Work to complete. Starting at the line with "Detect the house" and ending at the line with "xmin=17 ymin=188 xmax=29 ymax=214", lay out the records below as a two-column CSV with the header text,answer. Give one row per record, putting its text and its answer each in a single quoted field, with line breaks replaced by spaces.
----------------------------------------
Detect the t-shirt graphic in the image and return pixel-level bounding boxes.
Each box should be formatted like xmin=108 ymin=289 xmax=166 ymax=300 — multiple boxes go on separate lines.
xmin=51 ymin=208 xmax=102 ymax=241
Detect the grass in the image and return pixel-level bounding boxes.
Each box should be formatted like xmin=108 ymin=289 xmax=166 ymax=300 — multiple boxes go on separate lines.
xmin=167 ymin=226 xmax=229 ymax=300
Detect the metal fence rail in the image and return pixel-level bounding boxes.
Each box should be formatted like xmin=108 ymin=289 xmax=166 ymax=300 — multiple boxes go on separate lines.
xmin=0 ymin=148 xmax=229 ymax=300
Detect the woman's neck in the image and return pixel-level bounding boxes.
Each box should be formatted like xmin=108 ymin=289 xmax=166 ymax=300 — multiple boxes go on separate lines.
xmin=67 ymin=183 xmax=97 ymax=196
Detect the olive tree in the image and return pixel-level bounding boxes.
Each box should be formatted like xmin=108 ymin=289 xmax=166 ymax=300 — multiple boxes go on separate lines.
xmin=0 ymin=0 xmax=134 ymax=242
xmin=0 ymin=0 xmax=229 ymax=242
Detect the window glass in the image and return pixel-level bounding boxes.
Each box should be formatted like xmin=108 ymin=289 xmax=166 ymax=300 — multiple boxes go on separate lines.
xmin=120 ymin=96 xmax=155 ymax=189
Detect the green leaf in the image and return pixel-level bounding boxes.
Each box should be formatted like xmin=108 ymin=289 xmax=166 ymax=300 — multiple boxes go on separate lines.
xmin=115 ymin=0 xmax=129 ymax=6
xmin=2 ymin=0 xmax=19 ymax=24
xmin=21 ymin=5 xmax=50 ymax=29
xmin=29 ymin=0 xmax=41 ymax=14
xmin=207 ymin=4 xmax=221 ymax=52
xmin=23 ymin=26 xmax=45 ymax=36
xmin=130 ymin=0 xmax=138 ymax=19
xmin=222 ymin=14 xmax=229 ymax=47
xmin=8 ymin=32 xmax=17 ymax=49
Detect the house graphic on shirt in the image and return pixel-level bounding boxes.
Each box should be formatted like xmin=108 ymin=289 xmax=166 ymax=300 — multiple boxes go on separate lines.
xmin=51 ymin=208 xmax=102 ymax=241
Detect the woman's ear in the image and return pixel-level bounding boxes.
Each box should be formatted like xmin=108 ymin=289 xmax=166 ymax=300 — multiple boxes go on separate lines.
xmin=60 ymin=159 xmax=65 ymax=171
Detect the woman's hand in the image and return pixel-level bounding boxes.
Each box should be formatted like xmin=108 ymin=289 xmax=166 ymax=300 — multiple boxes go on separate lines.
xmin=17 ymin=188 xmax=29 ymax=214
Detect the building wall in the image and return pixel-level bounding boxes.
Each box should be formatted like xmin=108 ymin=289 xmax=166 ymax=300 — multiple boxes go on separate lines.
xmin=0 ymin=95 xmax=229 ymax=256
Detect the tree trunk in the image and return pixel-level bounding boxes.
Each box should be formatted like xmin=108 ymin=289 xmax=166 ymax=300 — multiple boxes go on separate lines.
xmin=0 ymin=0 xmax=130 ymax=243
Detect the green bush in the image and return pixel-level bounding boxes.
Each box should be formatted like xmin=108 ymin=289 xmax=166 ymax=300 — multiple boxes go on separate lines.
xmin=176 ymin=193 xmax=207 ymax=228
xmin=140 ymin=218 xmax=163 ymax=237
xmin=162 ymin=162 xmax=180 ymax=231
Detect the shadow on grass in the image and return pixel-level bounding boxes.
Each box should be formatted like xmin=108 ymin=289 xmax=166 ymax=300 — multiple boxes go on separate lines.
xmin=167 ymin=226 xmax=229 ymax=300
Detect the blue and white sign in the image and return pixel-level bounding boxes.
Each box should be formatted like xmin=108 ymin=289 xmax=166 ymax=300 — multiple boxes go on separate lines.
----------------------------------------
Exercise result.
text,answer
"Detect the house graphic on shirt in the image and return pixel-level bounding boxes. Each box should be formatted like xmin=108 ymin=289 xmax=166 ymax=300 — multiple boxes go on separate lines.","xmin=51 ymin=208 xmax=102 ymax=241"
"Detect the woman's ear in the image and return pixel-level bounding boxes. Each box should be formatted like xmin=108 ymin=289 xmax=166 ymax=300 — multiple boxes go on separate lines.","xmin=60 ymin=159 xmax=65 ymax=171"
"Detect the woman's hand in the image and return pixel-level bounding boxes. Each box should be formatted like xmin=108 ymin=289 xmax=166 ymax=300 — multiple boxes go on separate lines.","xmin=17 ymin=188 xmax=29 ymax=214"